• **EXERCISE PROMPT**:
Quote all of the data that follows exactly as written, skipping the images.

• **LISTED ENTRIES**:
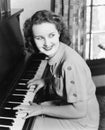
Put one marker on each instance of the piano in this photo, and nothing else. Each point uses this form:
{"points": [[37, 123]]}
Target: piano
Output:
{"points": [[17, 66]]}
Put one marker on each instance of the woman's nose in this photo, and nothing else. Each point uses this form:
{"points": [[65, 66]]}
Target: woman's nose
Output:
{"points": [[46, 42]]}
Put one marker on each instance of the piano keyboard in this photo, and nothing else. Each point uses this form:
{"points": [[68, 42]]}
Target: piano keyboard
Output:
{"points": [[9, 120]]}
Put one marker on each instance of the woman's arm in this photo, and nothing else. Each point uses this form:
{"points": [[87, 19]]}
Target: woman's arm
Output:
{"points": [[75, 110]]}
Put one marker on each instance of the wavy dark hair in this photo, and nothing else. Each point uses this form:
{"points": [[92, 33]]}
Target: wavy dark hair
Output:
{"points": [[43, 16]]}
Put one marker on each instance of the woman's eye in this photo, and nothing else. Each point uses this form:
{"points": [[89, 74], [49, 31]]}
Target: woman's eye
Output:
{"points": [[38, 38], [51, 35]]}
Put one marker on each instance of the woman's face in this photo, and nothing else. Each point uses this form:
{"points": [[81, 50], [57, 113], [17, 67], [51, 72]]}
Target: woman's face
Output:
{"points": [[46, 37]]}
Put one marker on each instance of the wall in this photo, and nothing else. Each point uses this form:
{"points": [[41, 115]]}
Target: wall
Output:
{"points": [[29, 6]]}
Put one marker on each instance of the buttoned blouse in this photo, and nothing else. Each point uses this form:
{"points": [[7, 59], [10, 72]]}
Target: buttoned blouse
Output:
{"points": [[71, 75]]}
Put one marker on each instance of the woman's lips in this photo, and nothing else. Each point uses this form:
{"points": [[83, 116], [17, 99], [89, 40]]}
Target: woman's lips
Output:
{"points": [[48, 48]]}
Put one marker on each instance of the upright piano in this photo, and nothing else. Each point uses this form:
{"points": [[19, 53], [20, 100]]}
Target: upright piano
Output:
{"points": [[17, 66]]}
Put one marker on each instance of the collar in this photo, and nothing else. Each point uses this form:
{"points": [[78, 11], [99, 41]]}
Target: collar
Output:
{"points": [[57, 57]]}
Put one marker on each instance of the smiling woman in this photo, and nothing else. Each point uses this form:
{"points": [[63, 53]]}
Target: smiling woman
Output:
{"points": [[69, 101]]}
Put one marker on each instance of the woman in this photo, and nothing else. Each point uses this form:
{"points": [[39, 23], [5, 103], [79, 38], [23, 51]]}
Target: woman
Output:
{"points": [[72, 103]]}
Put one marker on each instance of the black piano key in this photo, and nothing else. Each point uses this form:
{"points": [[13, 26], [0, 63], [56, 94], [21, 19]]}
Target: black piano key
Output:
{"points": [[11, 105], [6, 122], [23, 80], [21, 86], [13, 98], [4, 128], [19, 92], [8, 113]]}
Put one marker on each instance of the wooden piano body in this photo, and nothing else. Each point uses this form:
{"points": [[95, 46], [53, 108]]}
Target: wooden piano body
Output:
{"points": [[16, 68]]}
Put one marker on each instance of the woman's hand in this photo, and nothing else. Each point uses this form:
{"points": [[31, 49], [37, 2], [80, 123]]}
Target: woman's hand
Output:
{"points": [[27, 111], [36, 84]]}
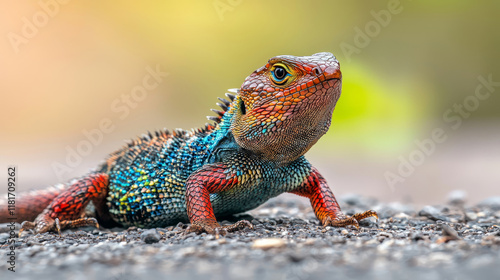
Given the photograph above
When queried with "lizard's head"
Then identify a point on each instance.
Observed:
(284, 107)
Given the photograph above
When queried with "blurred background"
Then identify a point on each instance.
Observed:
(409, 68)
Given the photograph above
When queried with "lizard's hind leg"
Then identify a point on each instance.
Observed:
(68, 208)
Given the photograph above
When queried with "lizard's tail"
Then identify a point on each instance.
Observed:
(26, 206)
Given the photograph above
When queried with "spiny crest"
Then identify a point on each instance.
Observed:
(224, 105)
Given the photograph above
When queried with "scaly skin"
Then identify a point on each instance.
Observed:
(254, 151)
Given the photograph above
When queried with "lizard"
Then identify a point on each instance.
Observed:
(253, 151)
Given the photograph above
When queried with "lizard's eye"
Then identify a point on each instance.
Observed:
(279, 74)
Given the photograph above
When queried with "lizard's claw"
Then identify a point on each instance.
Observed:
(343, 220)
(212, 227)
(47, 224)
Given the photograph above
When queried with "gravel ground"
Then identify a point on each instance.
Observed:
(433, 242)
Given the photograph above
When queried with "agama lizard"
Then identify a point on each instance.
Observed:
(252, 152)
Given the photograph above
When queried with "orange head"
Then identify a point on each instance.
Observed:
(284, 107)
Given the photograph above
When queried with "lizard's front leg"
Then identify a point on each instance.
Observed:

• **ANSWER BELOW**:
Put one marker on each instance of the piano in this photo, and nothing else. Each point uses this form:
{"points": [[37, 123]]}
Target: piano
Output:
{"points": [[17, 66]]}
Put one marker on each instance of the woman's nose in this photo, and nothing else. Each point uses this form:
{"points": [[65, 66]]}
Target: woman's nose
Output:
{"points": [[46, 42]]}
Put one marker on each instance of the piano keyboard in this photo, and nothing else. Each point uses this form:
{"points": [[68, 42]]}
Target: piano keyboard
Output:
{"points": [[9, 120]]}
Put one marker on each instance of the woman's arm in this photo, and nothing else. Each point uses this form:
{"points": [[87, 19]]}
Target: woman's arm
Output:
{"points": [[75, 110]]}
Put one marker on each instance of the wavy dark hair in this photo, and nothing else. Each point uses this form:
{"points": [[92, 33]]}
Target: wavy dark hair
Output:
{"points": [[43, 16]]}
Put one marker on each instance of the woman's eye in this photo, and nothing else. Each point uses this form:
{"points": [[89, 74], [49, 31]]}
Target: woman's eye
Output:
{"points": [[38, 38], [51, 35]]}
Put one marker on each instance of the woman's face in this photo, and nothing else. Each point uses this form:
{"points": [[81, 50], [57, 113], [17, 67], [51, 72]]}
Target: woman's face
Output:
{"points": [[46, 37]]}
Put one marker on each instance of the wall in this photo, and nothing else. Each point uses this form:
{"points": [[41, 115]]}
Target: wall
Output:
{"points": [[29, 6]]}
Put one marker on each instance of the buttoned blouse in this photo, and nothing else. Each point uses this form:
{"points": [[7, 59], [10, 72]]}
Target: buttoned blouse
Output:
{"points": [[71, 75]]}
Put one marker on each instance of the woman's lips in this photo, and nothing else. Each point uses this form:
{"points": [[83, 116], [17, 99], [89, 40]]}
Target: woman's lips
Output:
{"points": [[48, 48]]}
Put one marker on each instance of the upright piano in this photo, and nothing else. Each point uses this form:
{"points": [[19, 53], [20, 100]]}
Target: upright piano
Output:
{"points": [[17, 66]]}
Put one marker on each instance of the collar in this photo, and nothing else. Each point uses this form:
{"points": [[78, 11], [99, 41]]}
Target: collar
Output:
{"points": [[57, 57]]}
Put one marker on each instance of the smiling woman in this photo, and nothing else. Each point uses this form:
{"points": [[63, 53]]}
Target: smiling woman
Output:
{"points": [[69, 101]]}
Put one marker on each instance of the woman in this photo, and nothing else. Each point uses this form:
{"points": [[39, 23], [5, 103], [79, 38], [23, 51]]}
Target: woman
Output:
{"points": [[72, 103]]}
Put one marker on each instance of the black piano key in this photo, and nothing else. Each point uses this form:
{"points": [[13, 26], [0, 63], [56, 94], [21, 19]]}
Target: black piano key
Output:
{"points": [[11, 105], [6, 122], [23, 80], [21, 86], [13, 98], [4, 128], [19, 92], [8, 113]]}
Put one marker on each instance of the wooden piano body in this photo, and nothing else. Each point uses this form:
{"points": [[95, 46], [53, 108]]}
Target: wooden piano body
Output:
{"points": [[16, 68]]}
Put one marker on each instance of the woman's hand in this photo, and nothing else. Each point uses this form:
{"points": [[31, 49], [37, 2], [80, 123]]}
Target: woman's hand
Output:
{"points": [[27, 111], [36, 84]]}
Given the photograph above
When queried with "lizard's head"
Then identify a point on each instance.
Observed:
(284, 107)
Given the photograph above
When queried with "blurred background"
Then identify a point on each instance.
Observed:
(409, 68)
Given the photograph above
When queried with "lizard's hind leg"
Then identify a point on each instance.
Observed:
(68, 208)
Given the photograph above
When queried with "lizard's tail"
Then identify a point on each instance.
Observed:
(26, 206)
Given the photograph above
When queried with "spiny crest"
Then identify a point on each instance.
Observed:
(224, 105)
Given the photograph above
When queried with "scaly skin"
Then identify a point on each instance.
Observed:
(254, 151)
Given the photograph above
When queried with "lizard"
Then identify a point on each instance.
Observed:
(253, 151)
Given the photograph above
When queried with "lizard's eye"
Then identify a point on each instance.
Observed:
(279, 74)
Given the photograph above
When queried with "lizard's claw"
Then identify a point on each instance.
Observed:
(343, 220)
(212, 227)
(47, 224)
Given the photograph above
When queried with "gravel ground"
Then identify a point on each instance.
Observed:
(433, 242)
Given the photograph above
When queried with "agama lizard"
Then identify a point on each instance.
Observed:
(252, 152)
Given the photograph above
When queried with "orange head"
Then identify a point on each instance.
Observed:
(284, 107)
Given the photograph above
When queried with "lizard's front leg"
Then identify a point on each instance.
Observed:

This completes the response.